Task requirements: Report every line of the data below that contains the word "standing".

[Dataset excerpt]
>> Start
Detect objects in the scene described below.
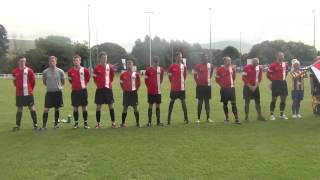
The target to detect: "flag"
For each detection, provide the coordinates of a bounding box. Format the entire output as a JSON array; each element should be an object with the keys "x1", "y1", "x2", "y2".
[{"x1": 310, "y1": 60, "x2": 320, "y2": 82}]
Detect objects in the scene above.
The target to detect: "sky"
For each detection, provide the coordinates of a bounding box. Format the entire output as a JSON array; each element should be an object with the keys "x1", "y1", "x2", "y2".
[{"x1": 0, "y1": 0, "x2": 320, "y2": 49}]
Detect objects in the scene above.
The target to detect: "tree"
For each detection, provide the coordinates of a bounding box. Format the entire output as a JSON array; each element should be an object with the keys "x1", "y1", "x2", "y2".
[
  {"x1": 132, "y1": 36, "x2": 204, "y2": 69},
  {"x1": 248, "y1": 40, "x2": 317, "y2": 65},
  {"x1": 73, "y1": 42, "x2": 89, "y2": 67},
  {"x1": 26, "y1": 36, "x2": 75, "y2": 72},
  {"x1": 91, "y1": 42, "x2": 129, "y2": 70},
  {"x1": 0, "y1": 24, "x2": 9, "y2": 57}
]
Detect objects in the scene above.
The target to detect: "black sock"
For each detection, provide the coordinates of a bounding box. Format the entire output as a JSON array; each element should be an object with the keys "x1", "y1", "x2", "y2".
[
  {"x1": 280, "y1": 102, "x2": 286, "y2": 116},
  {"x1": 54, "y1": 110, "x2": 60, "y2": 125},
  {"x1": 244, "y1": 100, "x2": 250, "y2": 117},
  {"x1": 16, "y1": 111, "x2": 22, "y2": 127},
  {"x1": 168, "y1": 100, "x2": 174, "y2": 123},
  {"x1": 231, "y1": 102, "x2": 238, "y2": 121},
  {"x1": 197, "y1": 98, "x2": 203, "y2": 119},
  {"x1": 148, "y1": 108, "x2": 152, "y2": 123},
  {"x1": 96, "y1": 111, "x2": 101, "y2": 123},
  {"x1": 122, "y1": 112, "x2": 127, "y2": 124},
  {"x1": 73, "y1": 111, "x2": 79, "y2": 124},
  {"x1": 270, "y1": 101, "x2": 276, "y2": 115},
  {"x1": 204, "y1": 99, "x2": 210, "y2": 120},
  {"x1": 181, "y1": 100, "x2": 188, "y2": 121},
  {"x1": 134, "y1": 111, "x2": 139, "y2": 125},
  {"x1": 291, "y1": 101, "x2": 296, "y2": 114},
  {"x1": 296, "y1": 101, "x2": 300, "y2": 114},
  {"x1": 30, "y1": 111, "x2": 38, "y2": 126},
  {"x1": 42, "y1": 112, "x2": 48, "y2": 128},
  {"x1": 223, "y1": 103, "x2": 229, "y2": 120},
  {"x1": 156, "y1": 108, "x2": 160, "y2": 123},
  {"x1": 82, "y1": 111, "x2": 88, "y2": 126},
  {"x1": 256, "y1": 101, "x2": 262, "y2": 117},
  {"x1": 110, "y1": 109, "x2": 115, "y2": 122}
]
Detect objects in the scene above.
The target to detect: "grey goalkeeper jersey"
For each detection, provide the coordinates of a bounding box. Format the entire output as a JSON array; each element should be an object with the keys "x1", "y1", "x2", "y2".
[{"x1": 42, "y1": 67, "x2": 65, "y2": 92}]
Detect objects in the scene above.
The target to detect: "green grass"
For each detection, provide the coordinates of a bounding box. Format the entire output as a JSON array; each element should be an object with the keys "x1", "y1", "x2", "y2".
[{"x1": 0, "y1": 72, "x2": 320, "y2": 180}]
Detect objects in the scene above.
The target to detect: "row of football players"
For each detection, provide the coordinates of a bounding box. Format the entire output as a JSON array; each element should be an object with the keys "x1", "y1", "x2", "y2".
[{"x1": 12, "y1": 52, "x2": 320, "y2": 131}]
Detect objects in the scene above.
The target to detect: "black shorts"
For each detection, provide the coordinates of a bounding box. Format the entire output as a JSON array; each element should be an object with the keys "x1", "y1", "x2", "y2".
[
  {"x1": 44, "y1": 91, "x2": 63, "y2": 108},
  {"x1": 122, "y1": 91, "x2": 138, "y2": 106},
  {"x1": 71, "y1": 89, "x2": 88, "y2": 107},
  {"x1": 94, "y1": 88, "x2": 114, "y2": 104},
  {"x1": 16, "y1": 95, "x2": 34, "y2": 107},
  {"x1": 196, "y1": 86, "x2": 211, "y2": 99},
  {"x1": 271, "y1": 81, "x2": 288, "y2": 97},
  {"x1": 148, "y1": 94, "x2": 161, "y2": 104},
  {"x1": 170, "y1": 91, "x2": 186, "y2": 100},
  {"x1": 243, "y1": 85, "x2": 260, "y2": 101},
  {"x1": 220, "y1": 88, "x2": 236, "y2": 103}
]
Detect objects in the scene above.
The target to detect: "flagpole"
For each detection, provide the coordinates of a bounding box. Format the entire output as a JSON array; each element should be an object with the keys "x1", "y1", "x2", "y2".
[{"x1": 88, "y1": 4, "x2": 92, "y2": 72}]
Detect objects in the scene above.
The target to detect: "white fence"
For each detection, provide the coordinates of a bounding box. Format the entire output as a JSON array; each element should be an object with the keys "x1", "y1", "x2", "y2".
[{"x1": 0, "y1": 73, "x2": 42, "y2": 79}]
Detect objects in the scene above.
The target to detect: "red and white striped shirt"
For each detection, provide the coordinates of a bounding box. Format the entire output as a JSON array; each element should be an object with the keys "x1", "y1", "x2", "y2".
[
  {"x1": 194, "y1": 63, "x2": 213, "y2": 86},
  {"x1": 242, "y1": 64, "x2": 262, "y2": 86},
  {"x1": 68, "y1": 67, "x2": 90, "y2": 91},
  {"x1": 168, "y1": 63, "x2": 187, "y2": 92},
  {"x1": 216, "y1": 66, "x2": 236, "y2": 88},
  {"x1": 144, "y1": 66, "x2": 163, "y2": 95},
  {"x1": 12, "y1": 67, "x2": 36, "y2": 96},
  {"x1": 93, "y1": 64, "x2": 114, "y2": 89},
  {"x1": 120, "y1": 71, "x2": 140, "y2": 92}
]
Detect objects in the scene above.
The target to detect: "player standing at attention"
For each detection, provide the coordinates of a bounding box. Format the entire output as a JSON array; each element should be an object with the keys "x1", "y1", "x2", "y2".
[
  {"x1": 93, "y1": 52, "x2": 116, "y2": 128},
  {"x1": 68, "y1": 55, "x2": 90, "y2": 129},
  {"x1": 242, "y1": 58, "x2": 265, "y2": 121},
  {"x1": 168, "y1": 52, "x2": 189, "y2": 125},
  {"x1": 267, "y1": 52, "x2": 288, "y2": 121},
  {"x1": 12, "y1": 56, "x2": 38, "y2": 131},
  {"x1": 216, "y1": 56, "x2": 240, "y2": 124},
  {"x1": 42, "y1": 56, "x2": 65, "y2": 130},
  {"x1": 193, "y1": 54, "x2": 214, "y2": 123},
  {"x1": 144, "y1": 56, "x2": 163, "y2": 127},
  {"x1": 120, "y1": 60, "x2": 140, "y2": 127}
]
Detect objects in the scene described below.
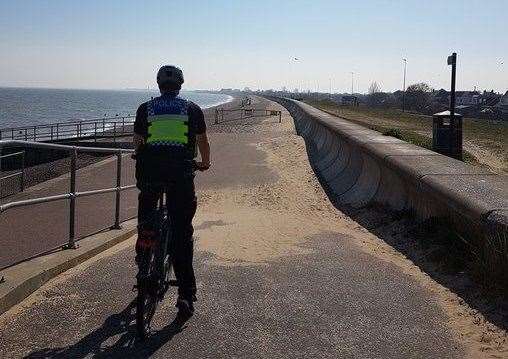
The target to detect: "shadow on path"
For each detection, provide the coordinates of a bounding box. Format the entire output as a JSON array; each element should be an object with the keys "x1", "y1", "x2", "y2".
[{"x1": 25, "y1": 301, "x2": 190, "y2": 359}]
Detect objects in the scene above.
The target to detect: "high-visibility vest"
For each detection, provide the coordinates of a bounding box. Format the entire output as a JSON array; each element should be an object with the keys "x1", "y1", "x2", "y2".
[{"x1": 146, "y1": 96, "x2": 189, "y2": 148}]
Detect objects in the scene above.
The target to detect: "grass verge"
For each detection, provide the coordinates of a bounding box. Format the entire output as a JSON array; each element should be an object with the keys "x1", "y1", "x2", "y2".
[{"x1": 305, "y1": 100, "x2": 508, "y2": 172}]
>> End
>> Start
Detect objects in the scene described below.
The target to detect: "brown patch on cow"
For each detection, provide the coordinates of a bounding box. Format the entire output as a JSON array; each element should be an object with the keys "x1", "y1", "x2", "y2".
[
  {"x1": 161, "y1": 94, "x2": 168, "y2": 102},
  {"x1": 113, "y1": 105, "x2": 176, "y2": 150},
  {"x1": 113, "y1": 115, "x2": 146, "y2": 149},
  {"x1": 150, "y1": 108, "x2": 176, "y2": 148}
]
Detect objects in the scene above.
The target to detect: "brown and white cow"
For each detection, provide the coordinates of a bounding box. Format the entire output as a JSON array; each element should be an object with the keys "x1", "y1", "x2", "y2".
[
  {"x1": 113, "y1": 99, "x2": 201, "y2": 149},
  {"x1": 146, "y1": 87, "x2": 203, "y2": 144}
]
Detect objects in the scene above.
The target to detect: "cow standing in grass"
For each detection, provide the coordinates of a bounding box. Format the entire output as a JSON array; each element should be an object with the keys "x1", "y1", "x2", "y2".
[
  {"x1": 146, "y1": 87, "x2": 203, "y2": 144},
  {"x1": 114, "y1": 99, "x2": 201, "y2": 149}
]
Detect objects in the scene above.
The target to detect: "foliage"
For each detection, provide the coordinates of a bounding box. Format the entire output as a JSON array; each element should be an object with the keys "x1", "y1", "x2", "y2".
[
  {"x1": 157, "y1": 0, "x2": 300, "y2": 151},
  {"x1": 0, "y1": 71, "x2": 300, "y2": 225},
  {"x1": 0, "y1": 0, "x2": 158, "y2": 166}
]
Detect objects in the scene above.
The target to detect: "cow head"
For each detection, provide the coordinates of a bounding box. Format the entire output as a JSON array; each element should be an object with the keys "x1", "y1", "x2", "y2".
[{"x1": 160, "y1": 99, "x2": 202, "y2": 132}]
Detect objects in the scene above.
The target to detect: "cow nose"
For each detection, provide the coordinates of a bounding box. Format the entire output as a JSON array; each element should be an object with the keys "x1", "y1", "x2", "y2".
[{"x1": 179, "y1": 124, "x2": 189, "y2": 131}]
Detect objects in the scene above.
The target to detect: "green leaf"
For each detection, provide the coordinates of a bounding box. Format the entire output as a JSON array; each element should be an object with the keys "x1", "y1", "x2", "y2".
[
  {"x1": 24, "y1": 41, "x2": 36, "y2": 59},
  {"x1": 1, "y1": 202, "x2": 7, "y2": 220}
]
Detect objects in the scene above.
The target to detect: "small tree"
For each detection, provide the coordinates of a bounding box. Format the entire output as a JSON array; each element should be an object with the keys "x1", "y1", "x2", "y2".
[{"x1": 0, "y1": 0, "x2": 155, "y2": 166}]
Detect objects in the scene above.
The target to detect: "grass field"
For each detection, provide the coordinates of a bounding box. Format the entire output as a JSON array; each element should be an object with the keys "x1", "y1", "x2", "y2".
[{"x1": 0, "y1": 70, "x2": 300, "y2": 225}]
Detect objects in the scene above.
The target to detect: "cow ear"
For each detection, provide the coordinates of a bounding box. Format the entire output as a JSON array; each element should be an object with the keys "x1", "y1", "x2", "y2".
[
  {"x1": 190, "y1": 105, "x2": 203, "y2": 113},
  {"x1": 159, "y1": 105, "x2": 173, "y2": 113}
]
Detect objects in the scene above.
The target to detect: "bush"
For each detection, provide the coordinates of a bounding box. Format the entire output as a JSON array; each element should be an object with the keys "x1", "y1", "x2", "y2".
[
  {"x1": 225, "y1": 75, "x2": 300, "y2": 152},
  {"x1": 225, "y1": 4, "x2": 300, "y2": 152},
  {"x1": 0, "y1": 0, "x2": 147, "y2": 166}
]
>> End
Output of the exercise:
The target to detect: "player standing at attention"
The target to detect: "cow standing in grass"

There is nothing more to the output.